Supplied material:
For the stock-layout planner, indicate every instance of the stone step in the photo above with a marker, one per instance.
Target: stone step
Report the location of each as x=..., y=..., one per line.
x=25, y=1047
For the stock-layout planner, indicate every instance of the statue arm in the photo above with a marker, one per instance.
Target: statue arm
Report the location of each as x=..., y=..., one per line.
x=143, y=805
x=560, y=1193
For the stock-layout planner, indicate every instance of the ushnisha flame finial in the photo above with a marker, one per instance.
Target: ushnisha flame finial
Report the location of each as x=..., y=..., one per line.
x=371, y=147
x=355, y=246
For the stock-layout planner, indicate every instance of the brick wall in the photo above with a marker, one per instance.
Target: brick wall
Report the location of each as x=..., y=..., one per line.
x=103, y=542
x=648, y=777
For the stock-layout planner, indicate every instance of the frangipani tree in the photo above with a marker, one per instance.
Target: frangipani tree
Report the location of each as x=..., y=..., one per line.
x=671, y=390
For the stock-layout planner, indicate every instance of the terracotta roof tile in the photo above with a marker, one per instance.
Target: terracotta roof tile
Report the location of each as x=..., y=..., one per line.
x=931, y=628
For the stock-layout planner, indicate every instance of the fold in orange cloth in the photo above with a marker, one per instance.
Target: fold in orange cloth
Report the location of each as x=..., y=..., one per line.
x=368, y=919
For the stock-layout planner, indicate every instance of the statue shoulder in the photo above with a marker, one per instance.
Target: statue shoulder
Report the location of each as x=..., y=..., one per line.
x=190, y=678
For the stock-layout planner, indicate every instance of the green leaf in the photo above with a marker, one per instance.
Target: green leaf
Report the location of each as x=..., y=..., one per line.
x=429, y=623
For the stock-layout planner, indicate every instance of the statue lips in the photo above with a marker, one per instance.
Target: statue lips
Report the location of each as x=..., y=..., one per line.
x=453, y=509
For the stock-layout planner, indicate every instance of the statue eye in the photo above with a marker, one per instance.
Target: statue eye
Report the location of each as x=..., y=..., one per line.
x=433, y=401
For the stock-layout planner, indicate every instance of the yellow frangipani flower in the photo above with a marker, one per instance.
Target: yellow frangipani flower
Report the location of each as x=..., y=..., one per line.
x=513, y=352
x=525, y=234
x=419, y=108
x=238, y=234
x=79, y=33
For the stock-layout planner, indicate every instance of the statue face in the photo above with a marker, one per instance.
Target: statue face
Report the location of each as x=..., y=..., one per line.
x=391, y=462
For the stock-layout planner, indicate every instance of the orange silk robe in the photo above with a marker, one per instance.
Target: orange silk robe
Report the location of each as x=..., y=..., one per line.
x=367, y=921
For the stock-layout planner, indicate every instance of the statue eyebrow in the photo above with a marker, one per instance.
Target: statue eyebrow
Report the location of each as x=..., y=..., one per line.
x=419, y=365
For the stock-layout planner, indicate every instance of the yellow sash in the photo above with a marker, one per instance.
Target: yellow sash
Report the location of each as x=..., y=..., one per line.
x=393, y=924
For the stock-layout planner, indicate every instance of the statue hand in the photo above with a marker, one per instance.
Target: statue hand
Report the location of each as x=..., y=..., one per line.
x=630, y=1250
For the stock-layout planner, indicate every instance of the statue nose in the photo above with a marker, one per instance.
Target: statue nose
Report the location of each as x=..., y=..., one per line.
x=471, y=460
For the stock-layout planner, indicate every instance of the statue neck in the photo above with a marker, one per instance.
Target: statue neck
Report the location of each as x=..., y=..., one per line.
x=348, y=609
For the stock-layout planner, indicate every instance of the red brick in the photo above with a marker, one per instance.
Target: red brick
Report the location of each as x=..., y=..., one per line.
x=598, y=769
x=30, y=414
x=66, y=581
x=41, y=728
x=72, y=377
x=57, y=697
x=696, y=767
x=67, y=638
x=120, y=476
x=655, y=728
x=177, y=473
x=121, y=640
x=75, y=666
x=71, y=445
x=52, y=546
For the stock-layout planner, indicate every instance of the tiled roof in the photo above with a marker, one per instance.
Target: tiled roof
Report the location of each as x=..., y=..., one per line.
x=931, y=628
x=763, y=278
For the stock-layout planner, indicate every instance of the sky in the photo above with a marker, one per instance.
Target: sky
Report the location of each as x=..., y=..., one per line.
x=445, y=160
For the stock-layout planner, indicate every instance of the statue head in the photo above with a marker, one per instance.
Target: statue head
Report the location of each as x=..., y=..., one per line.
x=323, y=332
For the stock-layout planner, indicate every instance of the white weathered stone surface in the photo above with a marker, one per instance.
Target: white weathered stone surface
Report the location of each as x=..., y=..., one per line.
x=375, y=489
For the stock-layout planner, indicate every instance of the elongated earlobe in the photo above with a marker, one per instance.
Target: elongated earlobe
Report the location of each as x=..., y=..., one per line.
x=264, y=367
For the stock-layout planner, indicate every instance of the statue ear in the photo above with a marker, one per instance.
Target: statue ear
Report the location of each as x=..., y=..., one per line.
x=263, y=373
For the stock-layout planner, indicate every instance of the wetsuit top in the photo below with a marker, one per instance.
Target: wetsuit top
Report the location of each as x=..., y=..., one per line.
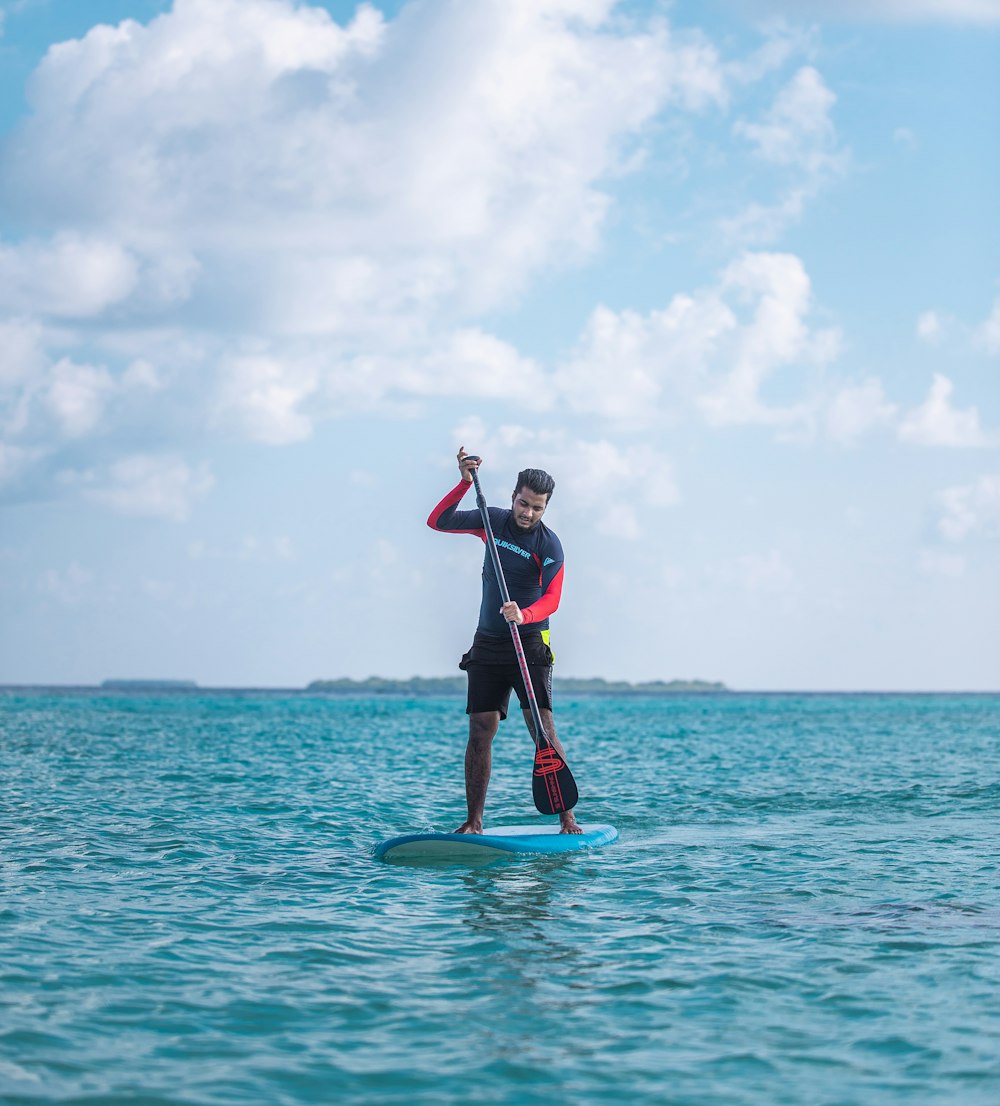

What needs to be done:
Reproduce the records word for word, from their first line up to and including the line containing "x=368, y=919".

Correct response:
For the stock-layout planner, indicate every instance of the stone step in the photo above with a marker, one per instance.
Target: stone step
Report the location of each as x=..., y=..., one per line.
x=25, y=1047
For the stock-layout planner, indicate every instance of the statue arm in the photo above with a marker, one per instance.
Target: statue arm
Report the location of each as x=..., y=..., one per line.
x=143, y=805
x=560, y=1193
For the stock-layout planner, indicate every instance of the ushnisha flame finial in the photo above with a marker, one per instance.
Target: ushnisha flame finial
Report the location of each as x=..., y=..., one per line.
x=371, y=147
x=355, y=246
For the stock-layout planner, indicate every instance of the brick wall in the photo above with a marker, one per instance.
Target: brick wall
Report the location of each as x=..., y=..., one per line.
x=103, y=542
x=648, y=777
For the stock-layout planner, indicate every instance of the frangipani tree in the photo above with a marker, one per instance.
Target: frangipani tree
Report the location of each as x=..., y=..., one per line.
x=671, y=390
For the stock-layout planner, indicate every instance of the terracotta roof tile in the photo above with a marker, one per instance.
Target: terracotta roof tile
Report the location of each as x=..., y=..., one per line.
x=931, y=628
For the stock-layout planner, indicate every instance of the fold in orange cloth in the photo above with a marker, one per instance.
Target: fold in orange cloth
Report the location of each as x=..., y=..., one per line.
x=368, y=919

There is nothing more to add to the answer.